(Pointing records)
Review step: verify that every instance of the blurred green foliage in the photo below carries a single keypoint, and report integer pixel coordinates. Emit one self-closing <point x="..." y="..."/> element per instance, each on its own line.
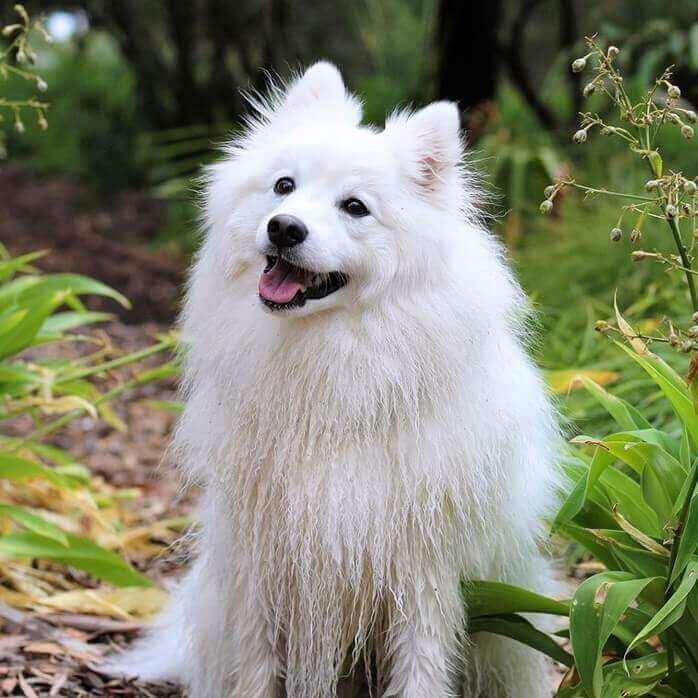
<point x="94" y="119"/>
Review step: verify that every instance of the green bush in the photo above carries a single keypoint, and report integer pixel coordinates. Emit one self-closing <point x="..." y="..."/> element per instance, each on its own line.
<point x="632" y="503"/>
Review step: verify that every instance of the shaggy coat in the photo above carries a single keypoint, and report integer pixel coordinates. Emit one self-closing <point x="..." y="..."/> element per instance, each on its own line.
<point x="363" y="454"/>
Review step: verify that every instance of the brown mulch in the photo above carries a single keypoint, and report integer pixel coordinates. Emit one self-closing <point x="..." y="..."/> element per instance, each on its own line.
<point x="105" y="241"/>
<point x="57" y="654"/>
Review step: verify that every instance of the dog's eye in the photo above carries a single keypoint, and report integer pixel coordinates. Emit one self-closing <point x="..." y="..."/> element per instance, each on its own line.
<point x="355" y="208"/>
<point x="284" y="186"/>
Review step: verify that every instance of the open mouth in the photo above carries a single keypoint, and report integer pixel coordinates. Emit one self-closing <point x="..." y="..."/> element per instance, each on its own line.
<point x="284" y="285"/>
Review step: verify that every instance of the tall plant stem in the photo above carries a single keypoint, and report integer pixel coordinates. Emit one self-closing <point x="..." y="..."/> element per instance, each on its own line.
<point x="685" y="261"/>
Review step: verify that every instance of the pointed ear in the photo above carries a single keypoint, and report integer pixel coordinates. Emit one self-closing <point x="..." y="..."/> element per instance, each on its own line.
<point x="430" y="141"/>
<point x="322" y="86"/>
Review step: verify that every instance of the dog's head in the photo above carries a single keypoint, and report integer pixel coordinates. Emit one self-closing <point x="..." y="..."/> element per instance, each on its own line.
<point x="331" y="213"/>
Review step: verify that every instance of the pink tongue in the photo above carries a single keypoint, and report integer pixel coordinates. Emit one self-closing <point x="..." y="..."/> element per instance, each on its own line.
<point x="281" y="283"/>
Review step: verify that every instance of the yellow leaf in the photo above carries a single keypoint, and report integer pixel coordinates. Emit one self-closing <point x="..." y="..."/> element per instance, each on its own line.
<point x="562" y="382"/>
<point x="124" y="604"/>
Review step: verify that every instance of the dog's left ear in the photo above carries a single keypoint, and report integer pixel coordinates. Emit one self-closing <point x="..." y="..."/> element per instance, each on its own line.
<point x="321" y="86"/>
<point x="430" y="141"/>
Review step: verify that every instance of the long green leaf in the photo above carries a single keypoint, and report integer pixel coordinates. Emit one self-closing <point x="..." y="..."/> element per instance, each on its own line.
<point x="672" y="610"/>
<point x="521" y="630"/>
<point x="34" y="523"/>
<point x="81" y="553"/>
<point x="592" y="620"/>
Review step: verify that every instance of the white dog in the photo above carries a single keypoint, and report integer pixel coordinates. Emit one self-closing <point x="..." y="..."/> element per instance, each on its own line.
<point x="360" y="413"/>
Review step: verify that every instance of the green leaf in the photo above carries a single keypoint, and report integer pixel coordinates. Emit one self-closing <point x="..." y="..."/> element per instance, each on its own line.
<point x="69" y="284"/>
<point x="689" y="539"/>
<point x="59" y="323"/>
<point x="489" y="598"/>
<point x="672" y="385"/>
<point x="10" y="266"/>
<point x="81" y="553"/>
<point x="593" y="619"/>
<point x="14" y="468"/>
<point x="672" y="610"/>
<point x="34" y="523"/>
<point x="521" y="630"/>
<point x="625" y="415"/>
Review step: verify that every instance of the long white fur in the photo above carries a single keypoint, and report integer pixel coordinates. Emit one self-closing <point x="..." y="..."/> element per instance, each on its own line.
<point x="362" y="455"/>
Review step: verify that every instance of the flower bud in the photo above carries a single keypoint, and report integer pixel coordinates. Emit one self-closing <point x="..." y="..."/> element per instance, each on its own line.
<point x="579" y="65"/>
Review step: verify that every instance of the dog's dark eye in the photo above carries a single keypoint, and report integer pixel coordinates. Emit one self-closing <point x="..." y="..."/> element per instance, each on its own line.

WHAT IS NEEDED. Return the material word for word. Pictures are not part of the copy.

REPLY TO THE EXERCISE.
Review step: verify that every instance of the blurred green foliage in the photo below carries a single keypoint, and report integer pixel coordinates. Emit one self-closing <point x="..." y="..."/> element per instance, each on its own line.
<point x="94" y="119"/>
Review step: verify that every instance of the green bush in the photo above carries a single keypoint, and report integer pixel coordinates. Emit one self-closing <point x="..." y="..."/> element per instance, each on its own line.
<point x="632" y="503"/>
Review step: verify that every instance of the shaggy coat in the photo above carries a single keypoint, and report integer pixel coordinates. Emit one self-closing <point x="..." y="..."/> element per instance, each on its own line.
<point x="363" y="454"/>
Review step: verify that every instance of the brown mulch in the photo above carries a single keypoint, and report integer pixel coordinates. Emit one self-closing <point x="..." y="..."/> element per instance, each on its own line.
<point x="105" y="241"/>
<point x="57" y="654"/>
Review step: verify that every instance of the dog's eye in the photo above carries a single keypoint, and report integer pixel coordinates. Emit one self-closing <point x="..." y="..."/> element per instance, each on its own line.
<point x="355" y="208"/>
<point x="284" y="186"/>
Review step: verify that every instance of the open mouth in the photo above carries a single keypoint, and report integer pixel coordinates. Emit one self-closing <point x="..." y="..."/> element per instance, each on its own line.
<point x="284" y="285"/>
Review step: verify that every instance of the tall plant stem in the photo above carries a single keypoint, and report integer pixel coordinates. Emit one self-closing <point x="..." y="..."/> element per instance, each on its own line.
<point x="685" y="261"/>
Review step: verify that every instance of the pointed ear in the photo above carries a single keypoint, and report integer pixel coordinates. Emit one self-closing <point x="..." y="..."/> element per instance, each on its own line.
<point x="430" y="141"/>
<point x="322" y="86"/>
Review step: verify that every instance of the dog's head in the photo above carries a single keypoint, and report integer pixel coordinates. Emit one self-closing <point x="..." y="..."/> element per instance, each on its own line.
<point x="331" y="213"/>
Review step: verify that every instance of the pink tongue in the photo above carries a single keypoint, and report integer pixel coordinates. Emit one self-closing <point x="..." y="..."/> element per instance, each on its own line.
<point x="281" y="283"/>
Review step: verify that every instance of the yellow leaf in the photo above carries a single keypoint, and report integer pixel coordinates. Emit one self-closing <point x="..." y="..."/> element per instance, each on its own line.
<point x="562" y="382"/>
<point x="124" y="604"/>
Review step: verify that every instance of the dog's left ear in the photo above carries a single keypoint, and report integer pixel coordinates. Emit one self-closing <point x="..." y="..."/> element per instance, each on its own line.
<point x="321" y="86"/>
<point x="430" y="141"/>
Review step: verify that every instance of the long green leaf in the photo above carries a single keypoint, and report integer pixel coordinates. Emit one self-closing <point x="..." y="..."/> element per instance, each on its own line.
<point x="672" y="610"/>
<point x="521" y="630"/>
<point x="34" y="523"/>
<point x="81" y="553"/>
<point x="592" y="620"/>
Review step: verify that every instance of the white dog in the photo above carries a single keypoint, and report integer pixel coordinates. Emit one self-closing <point x="..." y="..."/> element per instance, each on its own line.
<point x="360" y="413"/>
Review step: verify that every instance of the green leaf in the photo above carries a single keypoint, and report integer pixel coordinates. Emit one self-closing <point x="..." y="..."/> element per instance, each on its own line.
<point x="69" y="284"/>
<point x="689" y="539"/>
<point x="59" y="323"/>
<point x="489" y="598"/>
<point x="672" y="385"/>
<point x="10" y="266"/>
<point x="81" y="553"/>
<point x="593" y="619"/>
<point x="14" y="468"/>
<point x="672" y="610"/>
<point x="34" y="523"/>
<point x="521" y="630"/>
<point x="625" y="415"/>
Review step: verify that every instance of the long white fur in the photo above carries a single keypoint, and report integer pixel coordinates. Emit one self-closing <point x="..." y="..."/> element per instance, each on its own line.
<point x="362" y="455"/>
Review step: verify that every instance of the flower bud in the photo above carries a single keypoint, and report integer pixel coordinates. Emit one self-closing <point x="..." y="..."/> element per instance, each on its own line.
<point x="579" y="65"/>
Review step: verify that every instance of the dog's dark eye in the photo above carries a single keypoint, and report integer pixel coordinates. Emit one self-closing <point x="..." y="..."/> element per instance, each on its own line.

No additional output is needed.